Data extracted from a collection
━━━━━━━━━━━━━━━━
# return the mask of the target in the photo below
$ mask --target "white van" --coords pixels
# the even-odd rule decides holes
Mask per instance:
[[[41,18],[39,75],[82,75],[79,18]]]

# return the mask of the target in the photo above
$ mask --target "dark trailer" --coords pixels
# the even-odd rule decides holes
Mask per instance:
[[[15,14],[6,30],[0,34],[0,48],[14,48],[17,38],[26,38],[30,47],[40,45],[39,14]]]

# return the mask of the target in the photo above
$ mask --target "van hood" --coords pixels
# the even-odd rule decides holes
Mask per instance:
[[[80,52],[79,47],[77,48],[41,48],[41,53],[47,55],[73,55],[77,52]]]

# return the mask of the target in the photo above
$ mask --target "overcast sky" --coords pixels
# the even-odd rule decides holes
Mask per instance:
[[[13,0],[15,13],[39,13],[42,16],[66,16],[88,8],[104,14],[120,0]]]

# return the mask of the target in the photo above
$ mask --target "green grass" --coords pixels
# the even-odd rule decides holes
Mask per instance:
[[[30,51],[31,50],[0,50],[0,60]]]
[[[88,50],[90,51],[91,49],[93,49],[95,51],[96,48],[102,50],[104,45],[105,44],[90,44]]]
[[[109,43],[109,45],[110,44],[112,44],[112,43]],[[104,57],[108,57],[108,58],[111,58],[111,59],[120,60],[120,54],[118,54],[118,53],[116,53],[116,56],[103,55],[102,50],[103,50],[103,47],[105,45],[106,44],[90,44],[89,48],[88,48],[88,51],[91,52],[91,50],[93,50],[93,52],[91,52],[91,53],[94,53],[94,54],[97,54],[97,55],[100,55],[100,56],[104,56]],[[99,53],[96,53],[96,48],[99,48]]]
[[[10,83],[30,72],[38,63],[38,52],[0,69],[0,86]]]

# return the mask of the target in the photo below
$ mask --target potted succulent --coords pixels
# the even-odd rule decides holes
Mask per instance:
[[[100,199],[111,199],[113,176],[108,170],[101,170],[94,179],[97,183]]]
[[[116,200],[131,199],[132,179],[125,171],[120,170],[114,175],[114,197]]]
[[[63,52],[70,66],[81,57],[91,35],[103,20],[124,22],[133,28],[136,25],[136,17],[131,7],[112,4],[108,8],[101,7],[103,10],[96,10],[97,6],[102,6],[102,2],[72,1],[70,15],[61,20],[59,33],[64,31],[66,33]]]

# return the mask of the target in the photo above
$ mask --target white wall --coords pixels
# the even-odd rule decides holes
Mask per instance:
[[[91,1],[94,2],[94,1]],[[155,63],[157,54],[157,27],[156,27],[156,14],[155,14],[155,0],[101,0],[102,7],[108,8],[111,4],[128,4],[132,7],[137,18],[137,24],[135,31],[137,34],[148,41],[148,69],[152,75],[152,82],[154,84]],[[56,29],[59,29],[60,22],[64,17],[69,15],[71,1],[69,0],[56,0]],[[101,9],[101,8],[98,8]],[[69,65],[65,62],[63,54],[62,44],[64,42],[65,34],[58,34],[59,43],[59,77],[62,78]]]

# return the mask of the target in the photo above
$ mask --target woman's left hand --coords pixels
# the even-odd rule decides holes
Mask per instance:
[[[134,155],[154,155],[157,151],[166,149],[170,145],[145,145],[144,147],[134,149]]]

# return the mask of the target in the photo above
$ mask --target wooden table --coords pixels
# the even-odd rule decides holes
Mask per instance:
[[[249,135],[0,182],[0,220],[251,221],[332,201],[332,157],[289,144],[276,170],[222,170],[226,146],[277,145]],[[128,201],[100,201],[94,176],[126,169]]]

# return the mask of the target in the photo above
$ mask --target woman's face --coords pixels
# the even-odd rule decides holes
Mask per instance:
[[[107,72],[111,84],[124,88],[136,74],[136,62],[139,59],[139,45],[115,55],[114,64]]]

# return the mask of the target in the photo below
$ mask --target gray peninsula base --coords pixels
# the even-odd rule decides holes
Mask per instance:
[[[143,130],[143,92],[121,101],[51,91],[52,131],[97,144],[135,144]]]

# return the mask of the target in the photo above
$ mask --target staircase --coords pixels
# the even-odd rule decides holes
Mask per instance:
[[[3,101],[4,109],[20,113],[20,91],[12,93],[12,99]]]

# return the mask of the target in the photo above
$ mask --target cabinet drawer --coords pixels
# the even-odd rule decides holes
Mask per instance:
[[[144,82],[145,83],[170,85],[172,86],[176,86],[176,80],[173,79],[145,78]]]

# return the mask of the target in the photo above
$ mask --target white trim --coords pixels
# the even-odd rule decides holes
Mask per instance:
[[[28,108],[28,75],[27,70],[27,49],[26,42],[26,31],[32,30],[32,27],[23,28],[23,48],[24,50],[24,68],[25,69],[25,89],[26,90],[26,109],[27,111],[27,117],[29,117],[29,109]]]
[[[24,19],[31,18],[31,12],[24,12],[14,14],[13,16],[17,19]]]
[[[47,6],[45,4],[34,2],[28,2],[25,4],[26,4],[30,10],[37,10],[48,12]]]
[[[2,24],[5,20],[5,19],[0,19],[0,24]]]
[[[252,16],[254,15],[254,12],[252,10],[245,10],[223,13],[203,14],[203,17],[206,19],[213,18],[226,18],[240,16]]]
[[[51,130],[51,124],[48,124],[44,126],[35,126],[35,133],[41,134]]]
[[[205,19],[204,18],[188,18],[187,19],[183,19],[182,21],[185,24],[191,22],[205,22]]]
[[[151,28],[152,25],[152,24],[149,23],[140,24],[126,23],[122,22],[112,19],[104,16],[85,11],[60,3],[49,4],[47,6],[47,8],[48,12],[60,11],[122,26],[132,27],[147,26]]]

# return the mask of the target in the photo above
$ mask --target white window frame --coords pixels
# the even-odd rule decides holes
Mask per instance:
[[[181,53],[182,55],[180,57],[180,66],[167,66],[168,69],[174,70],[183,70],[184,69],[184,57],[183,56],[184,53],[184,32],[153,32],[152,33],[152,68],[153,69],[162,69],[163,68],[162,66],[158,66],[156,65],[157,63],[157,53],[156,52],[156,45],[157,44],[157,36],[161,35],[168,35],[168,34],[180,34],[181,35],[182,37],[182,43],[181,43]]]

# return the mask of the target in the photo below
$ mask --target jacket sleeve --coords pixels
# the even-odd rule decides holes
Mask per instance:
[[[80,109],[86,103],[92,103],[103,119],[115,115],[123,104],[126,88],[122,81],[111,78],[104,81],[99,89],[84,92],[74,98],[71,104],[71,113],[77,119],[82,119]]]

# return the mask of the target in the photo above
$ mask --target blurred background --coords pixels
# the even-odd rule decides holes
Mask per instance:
━━━━━━━━━━━━━━━━
* **WHAT THE EXERCISE ASKS**: Give a word-for-word copy of the records.

* **THE RESULT**:
# return the mask of the target in the photo below
$ mask --target "white van" --coords pixels
# the even-odd rule decides holes
Mask per instance:
[[[41,18],[39,75],[82,75],[79,18]]]

# return the mask of the target in the photo above
$ mask --target "dark trailer" --coords pixels
# the even-odd rule decides holes
Mask per instance:
[[[15,14],[6,30],[0,34],[0,48],[14,48],[17,38],[26,38],[30,47],[40,45],[39,14]]]

# return the mask of the target in the photo above
$ mask --target "van hood" --coords pixels
# the even-odd rule decides holes
Mask per instance:
[[[80,52],[79,47],[77,48],[41,48],[41,53],[47,55],[73,55],[77,52]]]

# return the mask of the target in the photo above
$ mask --target "overcast sky" --coords pixels
# the even-odd rule decides holes
Mask per instance:
[[[13,0],[15,13],[39,13],[42,16],[66,16],[88,8],[104,14],[120,0]]]

# return the mask of the target in the photo above
$ mask --target "green grass" --coords pixels
# the even-odd rule decides holes
Mask per instance:
[[[30,51],[31,50],[0,50],[0,60]]]
[[[88,50],[90,51],[91,49],[93,49],[95,51],[96,48],[102,50],[104,45],[105,44],[90,44]]]
[[[109,43],[109,45],[110,44],[112,44],[112,43]],[[104,57],[108,57],[108,58],[111,58],[111,59],[120,60],[120,54],[118,54],[118,53],[116,53],[116,56],[103,55],[102,50],[103,50],[103,47],[105,45],[106,44],[90,44],[89,48],[88,48],[88,51],[91,52],[91,50],[93,50],[93,52],[91,52],[91,53],[94,53],[94,54],[97,54],[97,55],[100,55],[100,56],[104,56]],[[99,53],[96,53],[96,48],[99,48]]]
[[[10,83],[30,72],[38,63],[38,52],[0,69],[0,86]]]

# return the mask of the target in the photo below
$ mask --target potted succulent --coords pixels
# the even-odd rule decides holes
Mask per instance:
[[[100,199],[111,199],[113,176],[108,170],[101,170],[94,179],[97,183]]]
[[[116,200],[131,199],[132,179],[125,171],[120,170],[114,175],[114,197]]]
[[[63,52],[70,66],[81,57],[91,35],[103,20],[124,22],[133,28],[136,25],[136,17],[131,7],[112,4],[108,8],[101,7],[103,10],[96,10],[97,6],[102,6],[102,2],[72,1],[70,15],[61,20],[59,33],[64,31],[66,33]]]

# return the mask of the target in the photo above
$ mask --target white wall --coords pixels
# the even-odd rule decides holes
Mask per instance:
[[[91,1],[94,2],[94,1]],[[155,63],[157,54],[157,27],[156,27],[156,14],[155,14],[155,0],[101,0],[102,7],[108,8],[111,4],[128,4],[132,7],[137,18],[137,24],[135,31],[137,34],[148,41],[148,69],[152,75],[152,82],[154,84]],[[56,29],[59,29],[60,22],[64,17],[69,15],[71,1],[69,0],[56,0]],[[101,9],[101,8],[98,8]],[[69,65],[65,62],[63,54],[62,44],[64,42],[65,34],[58,34],[59,43],[59,77],[62,78]]]

# return the mask of the target in the photo above
$ mask --target woman's left hand --coords pixels
# the even-odd rule decides holes
Mask per instance:
[[[134,155],[154,155],[157,151],[166,149],[170,145],[145,145],[144,147],[134,149]]]

# return the mask of the target in the photo above
$ mask --target wooden table --coords pixels
# the even-odd rule decides holes
Mask per instance:
[[[249,135],[0,182],[0,220],[251,221],[332,201],[332,157],[289,144],[276,170],[222,170],[226,146],[277,145]],[[128,201],[100,201],[94,176],[126,169]]]

# return the mask of the target in the photo above
$ mask --target woman's face --coords pixels
# the even-odd rule decides holes
Mask per instance:
[[[107,72],[111,84],[124,88],[136,74],[136,62],[139,59],[139,45],[115,55],[114,64]]]

# return the mask of the target in the photo below
$ mask --target gray peninsula base --coords pixels
# the even-odd rule decides holes
Mask per instance:
[[[143,130],[143,92],[121,101],[51,91],[52,131],[97,144],[135,144]]]

# return the mask of the target in the photo above
$ mask --target staircase --coords pixels
# the even-odd rule decides holes
Mask per instance:
[[[3,101],[4,109],[20,113],[20,91],[12,93],[12,99]]]

# return the mask of the target in the photo above
$ mask --target cabinet drawer --coords pixels
# the even-odd rule decides holes
Mask per instance:
[[[144,82],[145,83],[170,85],[172,86],[176,86],[176,80],[173,79],[145,78]]]

# return the mask of the target in the photo above
$ mask --target white trim --coords pixels
# the even-odd rule decides holes
Mask per instance:
[[[28,108],[28,75],[27,70],[27,49],[26,42],[26,31],[32,30],[32,27],[23,28],[23,48],[24,50],[24,68],[25,69],[25,89],[26,90],[26,109],[27,111],[27,117],[29,117],[29,109]]]
[[[24,19],[31,18],[31,12],[24,12],[14,14],[13,16],[17,19]]]
[[[47,6],[45,4],[34,2],[28,2],[25,4],[26,4],[30,10],[37,10],[48,12]]]
[[[2,24],[5,20],[5,19],[0,19],[0,24]]]
[[[252,16],[254,15],[254,12],[252,10],[245,10],[223,13],[203,14],[203,17],[206,19],[213,18],[226,18],[240,16]]]
[[[51,130],[51,124],[48,124],[44,126],[35,126],[35,133],[41,134]]]
[[[205,19],[204,18],[188,18],[187,19],[183,19],[182,21],[185,24],[191,22],[205,22]]]
[[[151,28],[152,25],[152,24],[149,23],[140,24],[126,23],[122,22],[112,19],[104,16],[85,11],[60,3],[49,4],[47,6],[47,8],[48,12],[60,11],[122,26],[132,27],[147,26]]]

# return the mask of the target in the photo above
$ mask --target white window frame --coords pixels
# the even-odd rule decides holes
Mask per instance:
[[[181,53],[182,55],[180,57],[180,66],[167,66],[168,69],[174,70],[183,70],[184,69],[184,57],[183,56],[184,53],[184,32],[153,32],[152,33],[152,68],[153,69],[162,69],[163,68],[162,66],[158,66],[156,65],[157,63],[157,53],[156,52],[156,45],[157,44],[157,36],[161,35],[168,35],[168,34],[180,34],[181,35],[182,37],[182,43],[181,43]]]

# return the mask of the target in the photo below
$ mask --target jacket sleeve --coords pixels
# the even-odd rule decides holes
Mask per instance:
[[[80,109],[86,103],[92,103],[103,119],[115,115],[123,104],[126,88],[122,81],[111,78],[104,81],[99,89],[84,92],[74,98],[71,104],[71,113],[77,119],[82,119]]]

# return the mask of the target in the photo above
$ mask --target blurred background --coords pixels
# the even-odd rule decides holes
Mask per instance:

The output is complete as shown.